Exercise goal
Render into Spanish the following sentence from the receiver forum thread: "No cables have been touched and all connections are fine."

──────── Excerpted passage

# Onkoyo tx-nr609



## Jaikens (Mar 8, 2012)

Every now and then the receiver display says "no signal" and I lose picture and audio even after its been working fine for 3 weeks. No cables have been touched and all connections are fine. The display on the receiver switches from HDMI to analog. Anyone ever get this and if so how do I correct it?


----------



## TypeA (Aug 14, 2010)

Welcome to Home Theater Shack, can you share what gear you have. Does this happen on all sources you feed it?


----------



## Jaikens (Mar 8, 2012)

The receiver supports my 70" sharp LCD tv and a Samsung blue ray. It lost signal the other night after we watched tv for a couple of hours so I shut it off and went upstairs. Turned it on in the morning and still no signal. Turned it on about an hour later and it was fine. It has happened more than once which is strange.


----------



## tonyvdb (Sep 5, 2007)

Defiantly a handshake problem. Does this only happen when watching TV or BluRay movies as well?


----------



## Jaikens (Mar 8, 2012)

Just the tv. What does handshake problem mean?


----------



## tonyvdb (Sep 5, 2007)

────────────────
──────── Dataset excerpt

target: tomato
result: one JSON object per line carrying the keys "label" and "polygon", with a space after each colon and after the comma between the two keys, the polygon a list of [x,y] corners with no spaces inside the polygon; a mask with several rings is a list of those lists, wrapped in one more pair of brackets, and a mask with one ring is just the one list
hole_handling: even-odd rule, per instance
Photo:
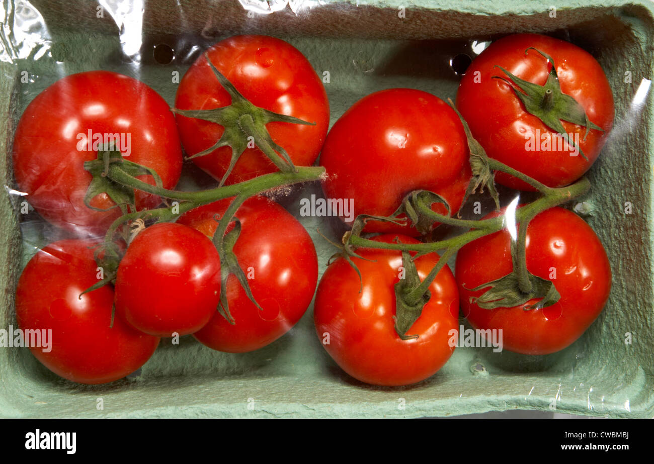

────────────────

Answer to this task
No se ha tocado ningún cable y todas las conexiones están bien.